Data section:
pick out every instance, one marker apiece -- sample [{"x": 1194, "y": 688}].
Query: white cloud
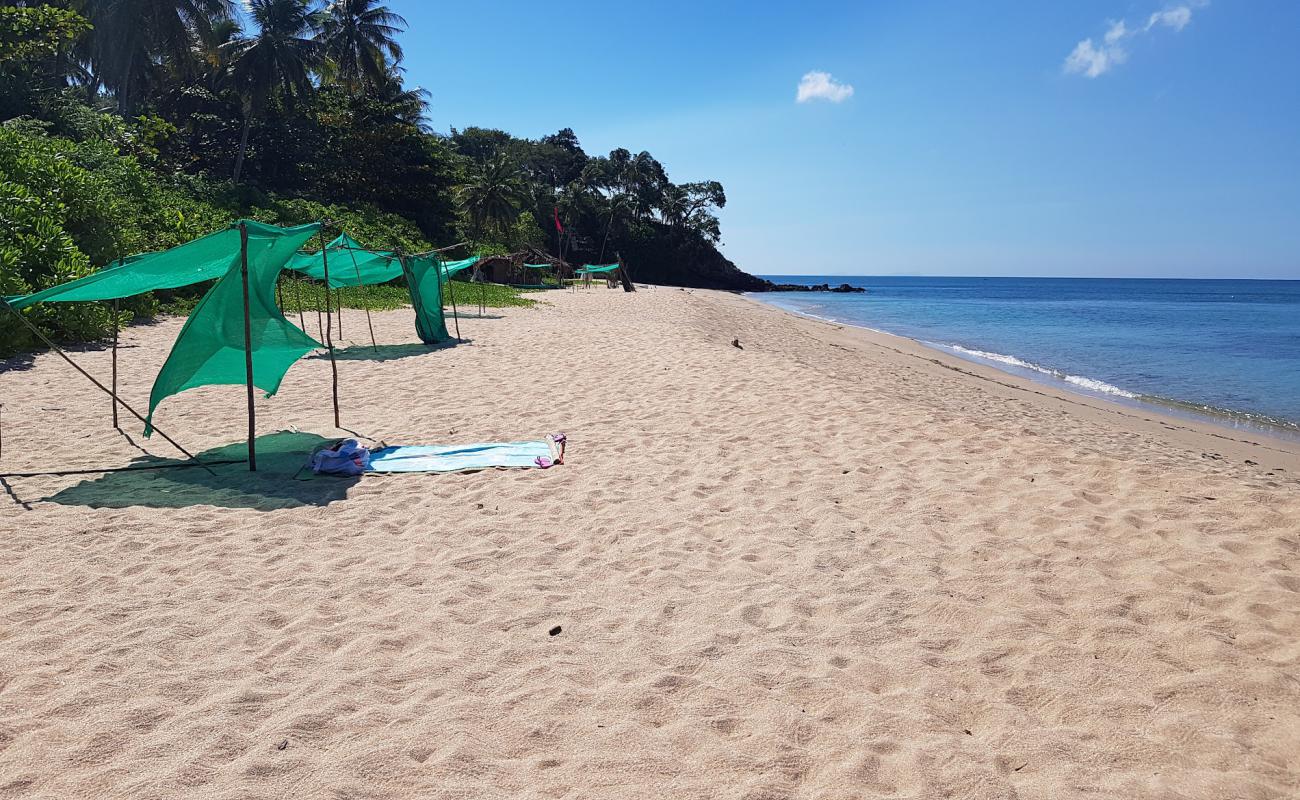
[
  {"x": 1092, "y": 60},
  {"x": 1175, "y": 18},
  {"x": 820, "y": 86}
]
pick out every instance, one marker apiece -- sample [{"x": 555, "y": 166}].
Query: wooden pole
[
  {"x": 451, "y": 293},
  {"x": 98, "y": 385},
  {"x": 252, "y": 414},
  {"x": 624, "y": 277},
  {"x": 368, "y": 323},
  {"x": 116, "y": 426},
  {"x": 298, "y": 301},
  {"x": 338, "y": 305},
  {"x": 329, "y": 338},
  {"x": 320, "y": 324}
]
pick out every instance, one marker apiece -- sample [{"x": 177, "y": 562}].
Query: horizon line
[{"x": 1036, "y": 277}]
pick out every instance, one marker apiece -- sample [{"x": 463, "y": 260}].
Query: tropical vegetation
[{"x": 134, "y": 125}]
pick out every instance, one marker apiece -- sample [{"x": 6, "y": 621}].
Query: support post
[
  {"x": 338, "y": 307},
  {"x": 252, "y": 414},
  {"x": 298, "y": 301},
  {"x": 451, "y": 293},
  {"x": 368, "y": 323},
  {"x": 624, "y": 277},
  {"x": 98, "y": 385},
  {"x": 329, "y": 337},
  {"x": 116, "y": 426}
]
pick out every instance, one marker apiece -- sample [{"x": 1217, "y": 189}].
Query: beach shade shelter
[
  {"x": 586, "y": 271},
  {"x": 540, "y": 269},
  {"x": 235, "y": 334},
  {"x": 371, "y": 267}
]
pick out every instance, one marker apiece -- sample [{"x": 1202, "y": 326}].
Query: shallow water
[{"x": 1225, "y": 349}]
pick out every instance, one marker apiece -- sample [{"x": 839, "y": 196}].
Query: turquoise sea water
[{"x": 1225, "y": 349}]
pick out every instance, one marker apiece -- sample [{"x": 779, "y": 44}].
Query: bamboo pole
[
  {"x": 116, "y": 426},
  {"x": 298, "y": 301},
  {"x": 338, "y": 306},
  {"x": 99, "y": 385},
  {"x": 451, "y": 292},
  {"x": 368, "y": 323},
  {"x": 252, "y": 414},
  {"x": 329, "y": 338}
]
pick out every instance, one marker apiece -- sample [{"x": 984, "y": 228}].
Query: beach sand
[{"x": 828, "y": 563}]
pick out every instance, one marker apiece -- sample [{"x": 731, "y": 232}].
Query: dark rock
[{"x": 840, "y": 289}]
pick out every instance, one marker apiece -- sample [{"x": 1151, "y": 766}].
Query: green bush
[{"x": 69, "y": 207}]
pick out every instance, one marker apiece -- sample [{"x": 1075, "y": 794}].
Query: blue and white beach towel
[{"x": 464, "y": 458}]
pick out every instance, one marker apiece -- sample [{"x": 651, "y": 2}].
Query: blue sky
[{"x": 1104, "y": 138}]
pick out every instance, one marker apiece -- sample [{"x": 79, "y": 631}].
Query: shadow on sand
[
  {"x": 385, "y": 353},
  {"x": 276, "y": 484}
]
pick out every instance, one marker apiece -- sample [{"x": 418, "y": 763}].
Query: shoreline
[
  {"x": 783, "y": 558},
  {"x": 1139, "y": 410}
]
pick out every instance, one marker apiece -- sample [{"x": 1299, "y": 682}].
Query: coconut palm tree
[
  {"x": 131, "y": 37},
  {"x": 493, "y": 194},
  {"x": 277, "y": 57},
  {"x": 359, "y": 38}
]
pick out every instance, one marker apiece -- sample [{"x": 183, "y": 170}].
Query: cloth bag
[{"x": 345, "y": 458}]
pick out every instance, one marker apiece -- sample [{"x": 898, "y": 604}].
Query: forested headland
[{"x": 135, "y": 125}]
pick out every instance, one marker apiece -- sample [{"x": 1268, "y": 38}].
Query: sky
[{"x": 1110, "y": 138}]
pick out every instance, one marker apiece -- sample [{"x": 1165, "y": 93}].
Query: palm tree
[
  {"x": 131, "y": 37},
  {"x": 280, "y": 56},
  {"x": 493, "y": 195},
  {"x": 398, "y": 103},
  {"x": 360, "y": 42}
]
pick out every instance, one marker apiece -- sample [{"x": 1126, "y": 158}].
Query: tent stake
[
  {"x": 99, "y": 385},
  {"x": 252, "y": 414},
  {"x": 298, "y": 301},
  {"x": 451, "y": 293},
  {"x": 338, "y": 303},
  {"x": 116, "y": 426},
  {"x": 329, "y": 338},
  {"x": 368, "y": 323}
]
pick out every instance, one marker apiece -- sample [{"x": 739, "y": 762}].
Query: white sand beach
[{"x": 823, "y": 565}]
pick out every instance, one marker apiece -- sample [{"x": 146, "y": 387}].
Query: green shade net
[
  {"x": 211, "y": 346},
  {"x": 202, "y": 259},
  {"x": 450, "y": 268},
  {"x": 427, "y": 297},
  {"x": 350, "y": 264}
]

Exercise goal:
Set down all the entries above verbatim, and include none of the pictures.

Answer to this problem:
pick out every instance, one marker apiece -- sample [{"x": 1194, "y": 688}].
Query: white cloud
[
  {"x": 1092, "y": 60},
  {"x": 1175, "y": 18},
  {"x": 820, "y": 86}
]
pick out every instance, one marker apiece -- sample [{"x": 555, "y": 166}].
Query: wooden pole
[
  {"x": 451, "y": 293},
  {"x": 98, "y": 385},
  {"x": 252, "y": 414},
  {"x": 624, "y": 277},
  {"x": 368, "y": 323},
  {"x": 116, "y": 426},
  {"x": 298, "y": 301},
  {"x": 338, "y": 305},
  {"x": 329, "y": 338},
  {"x": 320, "y": 324}
]
pick out every instance, one marker apiece -- sample [{"x": 177, "y": 562}].
Query: horizon line
[{"x": 1036, "y": 277}]
pick out every instance, one marker apiece -- sample [{"x": 463, "y": 260}].
Query: tropical vegetation
[{"x": 134, "y": 125}]
pick out every instance, one marker apiece -- sample [{"x": 6, "y": 621}].
Query: support post
[
  {"x": 338, "y": 307},
  {"x": 252, "y": 414},
  {"x": 298, "y": 301},
  {"x": 451, "y": 293},
  {"x": 368, "y": 323},
  {"x": 624, "y": 277},
  {"x": 98, "y": 385},
  {"x": 329, "y": 337},
  {"x": 116, "y": 426}
]
pick out every instance, one marker apiece -- sample [{"x": 1217, "y": 189}].
Query: beach shade shelter
[
  {"x": 586, "y": 271},
  {"x": 540, "y": 269},
  {"x": 235, "y": 334},
  {"x": 371, "y": 267}
]
pick out every instance, one marker apiece -- sample [{"x": 1202, "y": 326}].
Query: shallow water
[{"x": 1225, "y": 349}]
pick out every instance, one marker apiece -- sample [{"x": 839, "y": 196}].
Query: turquoise sea water
[{"x": 1225, "y": 349}]
pick out every instance, one marker apiece -- sample [{"x": 779, "y": 44}].
Query: bamboo pole
[
  {"x": 116, "y": 426},
  {"x": 298, "y": 301},
  {"x": 338, "y": 306},
  {"x": 99, "y": 385},
  {"x": 451, "y": 292},
  {"x": 368, "y": 323},
  {"x": 252, "y": 414},
  {"x": 329, "y": 338}
]
pick out every instance, one marker apiece -- sample [{"x": 984, "y": 228}].
Query: beach sand
[{"x": 828, "y": 563}]
pick out every instance, one marker apiece -- sample [{"x": 731, "y": 232}].
Query: dark rock
[{"x": 840, "y": 289}]
pick out every instance, one marker apiece -- sample [{"x": 1151, "y": 766}].
Query: green bush
[{"x": 69, "y": 207}]
pick out every instance, one marker apiece -- sample [{"x": 1075, "y": 794}].
Query: blue and white beach towel
[{"x": 464, "y": 458}]
pick out every instance, one marker apiece -- sample [{"x": 651, "y": 2}].
Query: blue sky
[{"x": 1104, "y": 138}]
pick out every instance, one marker apiece -- sample [{"x": 79, "y": 631}].
Query: shadow on sand
[
  {"x": 385, "y": 353},
  {"x": 276, "y": 484}
]
pick out every instance, one marker apiece -- sample [{"x": 418, "y": 763}].
Query: shoreline
[
  {"x": 783, "y": 558},
  {"x": 1139, "y": 410}
]
pick out every instance, one marker apiece -- sample [{"x": 1299, "y": 682}].
Query: coconut palm tree
[
  {"x": 131, "y": 37},
  {"x": 493, "y": 194},
  {"x": 277, "y": 57},
  {"x": 359, "y": 38}
]
pick out every instance, one marker apiece -- sample [{"x": 183, "y": 170}].
Query: cloth bag
[{"x": 345, "y": 458}]
pick out every instance, one marker apiece -- sample [{"x": 898, "y": 604}].
Query: forested headland
[{"x": 135, "y": 125}]
pick out every instance, one marker apiece -- sample [{"x": 1268, "y": 38}].
Query: sky
[{"x": 1110, "y": 138}]
pick out every instance, one marker apiece -- sample [{"x": 1165, "y": 93}].
Query: palm tree
[
  {"x": 131, "y": 37},
  {"x": 280, "y": 56},
  {"x": 493, "y": 195},
  {"x": 398, "y": 103},
  {"x": 360, "y": 42}
]
pick out every instance, one marker apiece -- sample [{"x": 1126, "y": 158}].
Query: tent stake
[
  {"x": 99, "y": 385},
  {"x": 252, "y": 414},
  {"x": 298, "y": 301},
  {"x": 451, "y": 293},
  {"x": 338, "y": 303},
  {"x": 116, "y": 426},
  {"x": 329, "y": 338},
  {"x": 368, "y": 323}
]
pick out every instance, one marker apiece -- sample [{"x": 739, "y": 762}].
Query: white sand beach
[{"x": 823, "y": 565}]
pick out every instance, one marker apiece -- sample [{"x": 146, "y": 387}].
Query: green shade net
[
  {"x": 211, "y": 346},
  {"x": 202, "y": 259},
  {"x": 450, "y": 268},
  {"x": 427, "y": 297},
  {"x": 350, "y": 264}
]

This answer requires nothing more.